* **What you are asked to do**
Produce a verbatim transcription of the records below, beginning at the line containing "Find — the narrow" and ending at the final line; include only those lines.

* **Listed records**

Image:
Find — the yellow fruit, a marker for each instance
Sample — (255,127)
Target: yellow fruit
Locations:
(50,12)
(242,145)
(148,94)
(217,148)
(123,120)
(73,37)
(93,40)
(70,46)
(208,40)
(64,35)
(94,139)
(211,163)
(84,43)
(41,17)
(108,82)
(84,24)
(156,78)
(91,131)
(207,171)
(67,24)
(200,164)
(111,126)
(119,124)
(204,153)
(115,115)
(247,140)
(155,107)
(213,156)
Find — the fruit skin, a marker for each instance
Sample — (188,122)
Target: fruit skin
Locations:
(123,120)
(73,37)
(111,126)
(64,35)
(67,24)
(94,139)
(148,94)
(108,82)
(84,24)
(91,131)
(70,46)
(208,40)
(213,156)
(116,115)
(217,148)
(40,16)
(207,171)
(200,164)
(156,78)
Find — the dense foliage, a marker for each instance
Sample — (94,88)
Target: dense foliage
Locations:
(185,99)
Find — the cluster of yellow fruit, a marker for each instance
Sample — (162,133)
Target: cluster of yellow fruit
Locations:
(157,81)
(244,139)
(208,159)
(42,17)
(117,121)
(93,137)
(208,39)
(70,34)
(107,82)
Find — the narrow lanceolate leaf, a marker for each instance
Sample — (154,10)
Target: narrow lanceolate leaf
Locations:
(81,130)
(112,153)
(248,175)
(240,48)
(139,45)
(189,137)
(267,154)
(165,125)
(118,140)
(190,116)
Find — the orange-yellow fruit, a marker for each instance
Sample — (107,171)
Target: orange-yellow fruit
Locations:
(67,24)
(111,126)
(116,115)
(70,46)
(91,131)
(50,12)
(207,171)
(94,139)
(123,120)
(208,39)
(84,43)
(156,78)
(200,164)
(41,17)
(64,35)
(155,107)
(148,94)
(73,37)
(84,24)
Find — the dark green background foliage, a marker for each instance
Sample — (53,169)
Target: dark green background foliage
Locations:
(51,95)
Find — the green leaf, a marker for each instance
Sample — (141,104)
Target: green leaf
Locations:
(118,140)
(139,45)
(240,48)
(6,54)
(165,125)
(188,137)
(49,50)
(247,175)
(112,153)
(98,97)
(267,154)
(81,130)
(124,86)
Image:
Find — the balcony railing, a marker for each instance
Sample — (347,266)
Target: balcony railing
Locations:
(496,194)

* **Solution for this problem**
Find — the narrow lanceolate leaf, a marker for each instance
Sample — (154,10)
Target: narrow lanceolate leaf
Locations:
(81,130)
(112,153)
(248,175)
(240,48)
(139,45)
(189,137)
(267,154)
(165,125)
(118,140)
(190,116)
Find — the orange-yellow fruit, a marker for each instance
Sample — (107,171)
Target: orange-yellow fruit
Locations:
(67,24)
(111,126)
(116,115)
(70,46)
(91,131)
(50,12)
(207,171)
(94,139)
(123,120)
(208,39)
(84,43)
(156,78)
(200,164)
(41,17)
(64,35)
(155,107)
(148,94)
(73,37)
(84,24)
Find — the dark green background foliage, a marker for each instance
Sample — (53,169)
Target: dark green background foliage
Locations:
(51,95)
Find — the green leaf, a marker for each instance
Sample — (141,104)
Target: green leaf
Locations:
(118,140)
(139,45)
(240,48)
(6,54)
(165,125)
(188,137)
(49,50)
(247,175)
(112,153)
(98,97)
(267,154)
(81,130)
(124,86)
Image:
Find — the balcony railing, a marker for each instance
Sample — (347,266)
Target: balcony railing
Locations:
(496,194)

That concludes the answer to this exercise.